§ Challenge:
Please state how many lines in the records below contain the word "target", and give only the number.

..............................

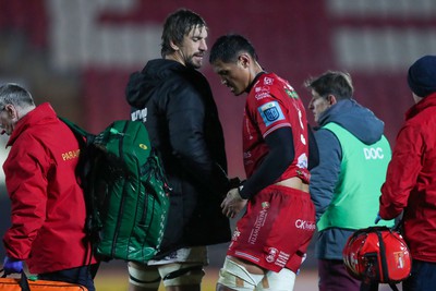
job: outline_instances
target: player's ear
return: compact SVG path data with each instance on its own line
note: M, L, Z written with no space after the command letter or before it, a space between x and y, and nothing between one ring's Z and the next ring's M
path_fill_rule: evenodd
M246 69L251 62L251 58L246 53L241 53L238 57L238 63L241 64L242 68Z
M174 44L174 41L170 40L170 46L173 50L179 50L179 46Z
M329 95L327 96L327 100L328 100L328 104L329 104L329 105L336 105L336 104L338 102L338 100L336 99L336 96L335 96L335 95L331 95L331 94L329 94Z

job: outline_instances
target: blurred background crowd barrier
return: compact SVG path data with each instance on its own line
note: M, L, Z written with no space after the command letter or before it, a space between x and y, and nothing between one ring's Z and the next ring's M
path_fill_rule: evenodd
M436 54L435 0L0 0L0 83L21 83L37 104L50 101L59 114L98 132L130 118L129 75L160 57L162 22L178 8L206 20L209 47L222 34L245 35L264 69L287 78L305 105L307 77L348 71L355 99L385 121L392 145L412 105L407 69L423 54ZM243 179L245 98L220 85L207 61L202 72L222 120L229 173ZM1 160L7 153L0 151ZM0 199L3 233L4 186Z

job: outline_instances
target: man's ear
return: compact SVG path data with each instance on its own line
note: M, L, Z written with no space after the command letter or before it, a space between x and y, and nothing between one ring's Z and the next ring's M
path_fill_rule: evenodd
M170 46L173 50L179 50L179 46L174 44L174 41L170 40Z
M17 118L17 117L19 117L19 113L17 113L17 111L16 111L16 108L15 108L13 105L11 105L11 104L4 106L4 111L7 111L8 116L9 116L11 119L14 119L14 118Z

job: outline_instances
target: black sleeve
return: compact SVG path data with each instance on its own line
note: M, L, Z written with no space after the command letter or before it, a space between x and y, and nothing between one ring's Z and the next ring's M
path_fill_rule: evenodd
M312 170L319 165L319 151L318 144L316 143L315 135L310 124L307 124L307 137L308 137L308 166L307 169Z
M269 153L261 166L244 183L241 197L247 199L275 183L293 161L295 149L291 128L278 129L265 137Z

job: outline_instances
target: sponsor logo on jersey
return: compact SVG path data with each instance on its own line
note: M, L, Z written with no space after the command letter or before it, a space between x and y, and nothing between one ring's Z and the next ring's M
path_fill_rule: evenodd
M269 126L279 120L284 120L284 114L281 111L278 101L264 104L263 106L258 107L257 110L259 111L266 126Z
M133 121L141 120L142 122L146 122L147 121L147 108L133 111L132 113L130 113L130 116Z
M271 77L265 77L264 78L264 85L272 85L274 78Z
M302 230L310 230L313 231L315 230L316 226L314 221L307 221L303 219L296 219L295 220L295 228L302 229Z
M262 204L264 206L264 204ZM256 218L256 222L253 226L252 233L250 234L249 238L249 243L255 244L257 241L257 237L261 232L261 229L264 227L266 218L268 217L268 208L269 204L267 204L268 207L264 208L259 211Z
M364 147L363 154L365 155L365 159L383 159L385 157L380 147Z
M307 169L307 156L306 154L300 155L300 157L296 160L296 167L300 169Z
M263 98L270 96L269 86L256 87L254 92L255 92L254 98L256 98L256 100L261 100Z

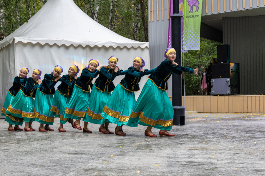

..............................

§ Reply:
5